** Begin Supplied records **

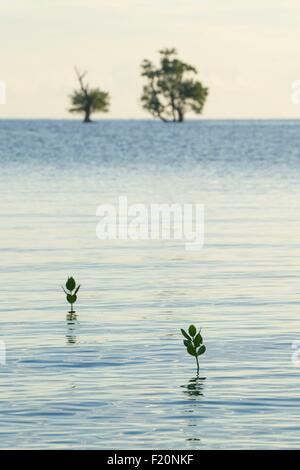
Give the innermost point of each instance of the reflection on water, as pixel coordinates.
(194, 388)
(120, 377)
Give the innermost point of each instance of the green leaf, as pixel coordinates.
(70, 284)
(191, 350)
(201, 350)
(192, 330)
(198, 340)
(77, 289)
(185, 334)
(71, 298)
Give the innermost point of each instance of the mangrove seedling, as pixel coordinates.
(71, 292)
(194, 343)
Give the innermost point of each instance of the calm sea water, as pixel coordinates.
(119, 376)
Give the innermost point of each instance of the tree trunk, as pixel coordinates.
(87, 115)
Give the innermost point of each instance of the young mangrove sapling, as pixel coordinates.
(194, 343)
(71, 292)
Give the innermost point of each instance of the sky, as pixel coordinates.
(246, 52)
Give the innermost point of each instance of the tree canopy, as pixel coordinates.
(171, 90)
(88, 100)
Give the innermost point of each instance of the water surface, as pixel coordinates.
(118, 376)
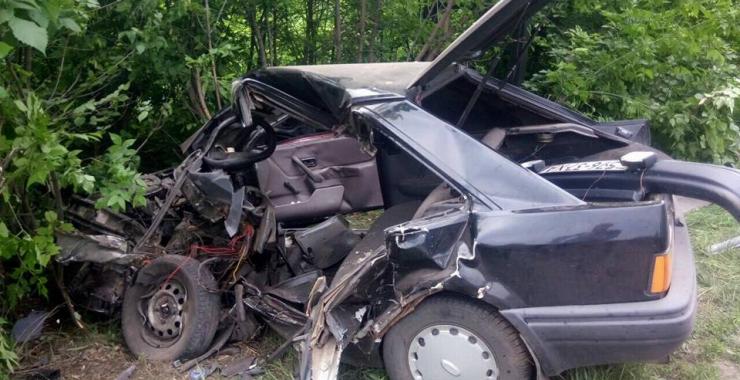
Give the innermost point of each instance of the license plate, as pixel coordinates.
(591, 166)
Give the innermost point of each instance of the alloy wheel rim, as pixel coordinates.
(165, 312)
(450, 352)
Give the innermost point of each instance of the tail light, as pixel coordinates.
(660, 280)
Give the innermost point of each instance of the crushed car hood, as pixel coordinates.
(488, 30)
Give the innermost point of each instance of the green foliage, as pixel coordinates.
(51, 144)
(8, 357)
(674, 63)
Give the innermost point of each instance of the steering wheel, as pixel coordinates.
(260, 144)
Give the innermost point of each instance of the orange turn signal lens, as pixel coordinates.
(661, 279)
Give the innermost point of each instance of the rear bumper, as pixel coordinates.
(564, 337)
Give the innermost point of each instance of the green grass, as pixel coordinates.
(716, 337)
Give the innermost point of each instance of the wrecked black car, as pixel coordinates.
(518, 237)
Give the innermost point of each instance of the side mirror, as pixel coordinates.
(639, 160)
(241, 103)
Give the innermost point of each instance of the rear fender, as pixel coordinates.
(712, 183)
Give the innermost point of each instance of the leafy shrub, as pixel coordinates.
(50, 145)
(8, 357)
(673, 62)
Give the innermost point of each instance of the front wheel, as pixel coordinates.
(449, 337)
(171, 311)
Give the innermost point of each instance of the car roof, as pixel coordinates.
(394, 77)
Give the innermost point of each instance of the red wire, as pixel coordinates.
(230, 249)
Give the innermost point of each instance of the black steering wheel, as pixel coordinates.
(260, 144)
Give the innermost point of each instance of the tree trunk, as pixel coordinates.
(337, 31)
(216, 86)
(429, 45)
(257, 33)
(361, 27)
(377, 17)
(197, 98)
(309, 46)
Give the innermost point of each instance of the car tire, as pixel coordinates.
(480, 326)
(192, 310)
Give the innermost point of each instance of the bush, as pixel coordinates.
(672, 62)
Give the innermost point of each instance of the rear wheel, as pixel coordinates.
(448, 337)
(170, 312)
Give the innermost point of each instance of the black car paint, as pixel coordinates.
(529, 264)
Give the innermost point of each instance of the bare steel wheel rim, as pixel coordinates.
(450, 352)
(164, 314)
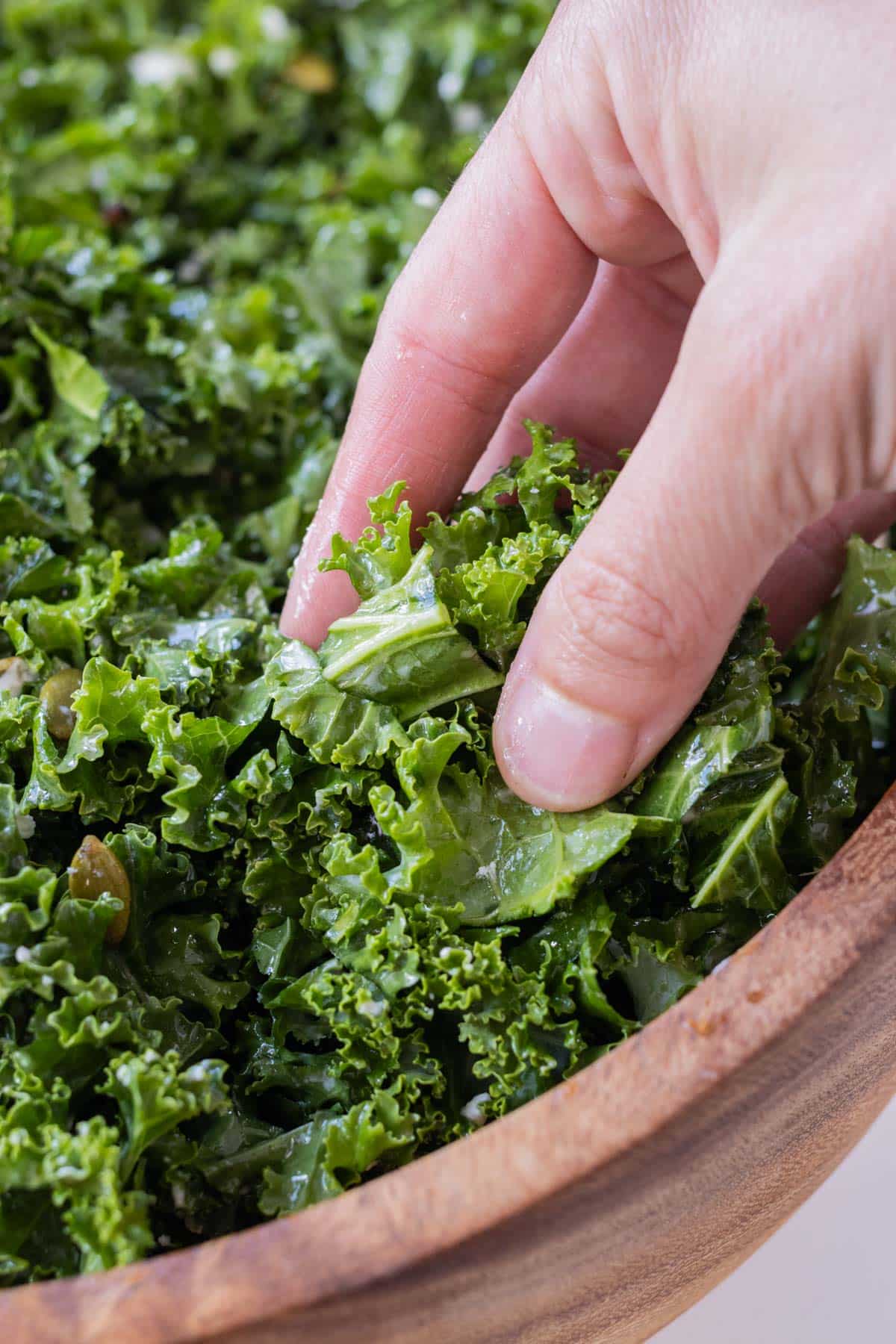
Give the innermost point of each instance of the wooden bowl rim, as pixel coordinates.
(440, 1201)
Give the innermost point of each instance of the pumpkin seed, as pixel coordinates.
(55, 697)
(94, 870)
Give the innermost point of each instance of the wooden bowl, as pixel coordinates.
(597, 1213)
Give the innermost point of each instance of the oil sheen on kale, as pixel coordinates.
(270, 922)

** End Supplied records **

Copy the listing word for word, from the line containing "foliage, as pixel coordinates." through the line containing "(597, 1213)", both included. Omit the pictures.

Give the innermost point of each instance of the green foliage, as pixel coordinates.
(51, 144)
(8, 357)
(674, 63)
Give the innermost point of each instance of the steering wheel, as pixel coordinates.
(260, 144)
Give the innermost point of each instance of the orange turn signal lens, as pixel coordinates.
(661, 279)
Give the innermost point of each instance of the rear bumper, as pixel coordinates.
(564, 337)
Give the innermost point of each instance of the green grass, as pixel coordinates.
(716, 337)
Give the innermost point of each instance of the wrecked black car, as pixel coordinates.
(518, 237)
Give the innermost point of each instance of the side mirror, as pixel coordinates.
(639, 160)
(241, 103)
Give the innermost point of each instance of the rear fender, as pixel coordinates.
(712, 183)
Give the innermost point of each instance of the leafy shrub, as pixel coordinates.
(50, 145)
(8, 357)
(673, 62)
Give the innermost point of each instance of the front wheel, as pixel coordinates.
(449, 337)
(171, 311)
Give the innermost point of each instance of the car roof, as pixel coordinates.
(394, 77)
Give the innermost point of each instance of the red wire, as pixel coordinates.
(230, 249)
Give the innermost point of each instance of the black steering wheel, as pixel coordinates.
(260, 144)
Give the innermost point of each instance of the tree trunk, as pixel coordinates.
(337, 31)
(216, 86)
(429, 45)
(257, 33)
(361, 27)
(377, 17)
(197, 98)
(309, 46)
Give the innermost point of each instance of the car tire, as pixel coordinates.
(480, 326)
(192, 310)
Give the innermost point of each instance of the bush, as pixel coordinates.
(672, 62)
Give the innermost point of each instance of the rear wheel, as pixel coordinates.
(448, 337)
(170, 312)
Give the innermost point of each instance of the black car paint, as pixel coordinates.
(529, 264)
Give the innermost point of each instance of the bare steel wheel rim, as pixel coordinates.
(450, 352)
(164, 314)
Give the innermost point of each instance of the wooden bowl rim, as pixel coordinates.
(440, 1201)
Give the innermost point of each instance of the pumpkin seed, as pixel coordinates.
(55, 697)
(94, 870)
Give the innermost point of each instance of the wooden bowl, as pixel coordinates.
(597, 1213)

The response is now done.